What you need to do =>
The word "stool" marks the lines to keep; find each one in the data and copy it.

== Segment start ==

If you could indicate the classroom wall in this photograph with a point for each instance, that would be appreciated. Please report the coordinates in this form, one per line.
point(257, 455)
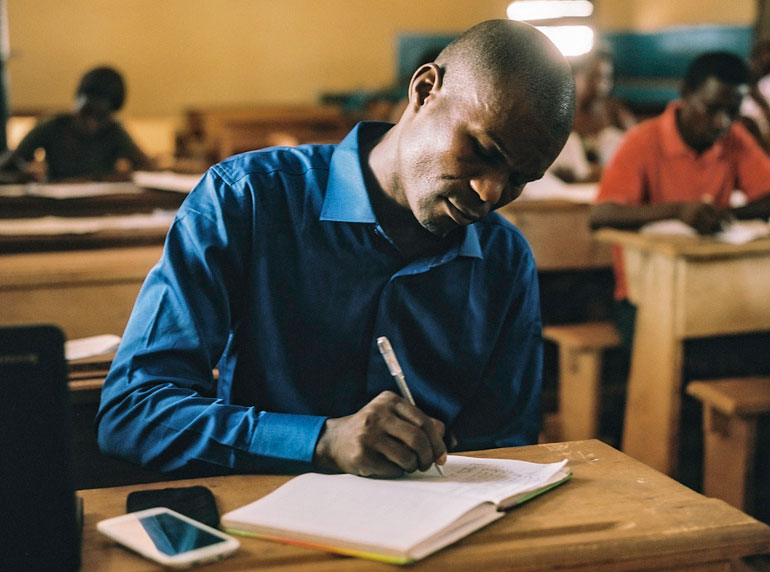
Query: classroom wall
point(182, 53)
point(655, 15)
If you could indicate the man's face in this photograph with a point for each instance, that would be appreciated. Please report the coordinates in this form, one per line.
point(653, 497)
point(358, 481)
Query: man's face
point(465, 153)
point(600, 78)
point(93, 112)
point(709, 111)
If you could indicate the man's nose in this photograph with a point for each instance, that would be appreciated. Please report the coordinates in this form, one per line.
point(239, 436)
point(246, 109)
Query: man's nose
point(490, 186)
point(722, 120)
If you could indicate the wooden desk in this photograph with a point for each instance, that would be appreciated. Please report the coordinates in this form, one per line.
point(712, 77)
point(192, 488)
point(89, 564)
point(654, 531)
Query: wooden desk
point(85, 292)
point(230, 130)
point(683, 287)
point(559, 234)
point(615, 514)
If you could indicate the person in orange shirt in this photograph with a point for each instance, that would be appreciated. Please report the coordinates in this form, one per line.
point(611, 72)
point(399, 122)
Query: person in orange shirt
point(685, 163)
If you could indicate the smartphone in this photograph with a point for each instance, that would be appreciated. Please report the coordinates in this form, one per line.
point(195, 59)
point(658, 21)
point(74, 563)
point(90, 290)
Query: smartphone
point(168, 538)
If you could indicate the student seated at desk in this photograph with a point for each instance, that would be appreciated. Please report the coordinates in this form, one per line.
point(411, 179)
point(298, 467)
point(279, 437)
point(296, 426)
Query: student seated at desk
point(685, 163)
point(86, 144)
point(600, 121)
point(285, 265)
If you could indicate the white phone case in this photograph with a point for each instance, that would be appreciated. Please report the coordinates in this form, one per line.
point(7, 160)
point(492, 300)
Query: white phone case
point(129, 531)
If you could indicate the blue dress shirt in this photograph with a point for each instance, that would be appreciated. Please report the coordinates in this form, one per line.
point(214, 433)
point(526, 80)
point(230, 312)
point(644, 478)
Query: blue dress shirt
point(276, 272)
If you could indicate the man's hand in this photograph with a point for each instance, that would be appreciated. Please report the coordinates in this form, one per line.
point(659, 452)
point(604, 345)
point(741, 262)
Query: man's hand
point(702, 216)
point(387, 437)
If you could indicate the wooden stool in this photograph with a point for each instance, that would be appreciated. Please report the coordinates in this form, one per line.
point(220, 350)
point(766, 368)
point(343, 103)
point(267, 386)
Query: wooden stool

== Segment end ==

Answer for the task =>
If you could indicate the wooden stool in this photograph with a point for each instance, that would be appreciated. Please report the coordinates in this form, one per line.
Query: wooden stool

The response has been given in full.